┌─ Quoted text

Erica Frantz: I think that this latest foreign policy crisis has really told the world a lot about personalism, and it’s unfortunate that it took something like this for it to happen. But scholars have been sounding the alarm bell for the last couple of years, that personalism is on the rise. The general message is that I mentioned this earlier, but personalists are not predictable partners. It’s tempting to label their behaviors as irrational or crazy, but as I mentioned, also, they really are a product of their environment. So the one thing to know about personalists is that they are very unpredictable. The levels of uncertainty are very high, and you cannot assume that they have access to accurate information about themselves, about their military forces, about public sentiment. It’s tempting to think that they do, but they often have very limited and distorted information channels.

The other thing that I would note is that personalism is also increasing in democracies. The authoritarian politics world and the personalization of politics world and democracies, those two literatures have really been divorced from each other. But we’re starting to see more of a synergy between those two fields, which is really important given that personalism and democracies, when we see leaders supported by parties that basically exist to promote their own candidacy, is also harmful for a variety of outcomes. So to the extent that we can pay attention to this dynamic and democracies, I think it will also be important in helping to reverse the contemporary back siding wave.

Matt Grossmann: How about implications for specific policy decisions that are being made now about how to arm Ukraine, about whether to expand SWIFT sanctions to other banks, things like that. Are there lessons that are actionable right now?

Erica Frantz: Well, I’m not a military expert, so I’m not totally sure about what the best military response would be. Overwhelmingly, it seems like a direct confrontation with Russia through something like a no-fly zone would be a bad choice. The best response would be to help Ukraine externally. I mentioned this, but this is a really big moment for the world, and not only in terms of protecting Ukrainians, but also for sending a signal about resolve, about the alliances resolved to protect democracy, about what the consequences are for this sort of behavior.

└─
┌─ Source excerpt

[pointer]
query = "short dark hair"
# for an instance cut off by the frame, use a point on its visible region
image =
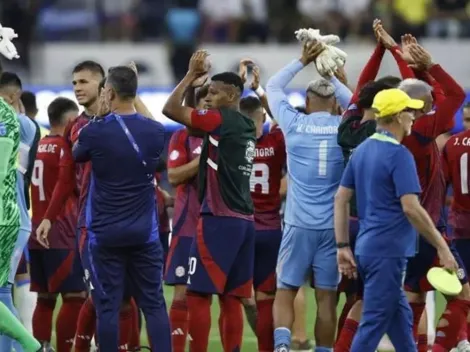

└─

**Exercise instructions**
Rewrite the stretch of the interview on personalism from "Matt Grossmann: How" through "sort of behavior.", putting "naval blockade" wherever "no-fly zone" appears.

**Final result**
Matt Grossmann: How about implications for specific policy decisions that are being made now about how to arm Ukraine, about whether to expand SWIFT sanctions to other banks, things like that. Are there lessons that are actionable right now?

Erica Frantz: Well, I’m not a military expert, so I’m not totally sure about what the best military response would be. Overwhelmingly, it seems like a direct confrontation with Russia through something like a naval blockade would be a bad choice. The best response would be to help Ukraine externally. I mentioned this, but this is a really big moment for the world, and not only in terms of protecting Ukrainians, but also for sending a signal about resolve, about the alliances resolved to protect democracy, about what the consequences are for this sort of behavior.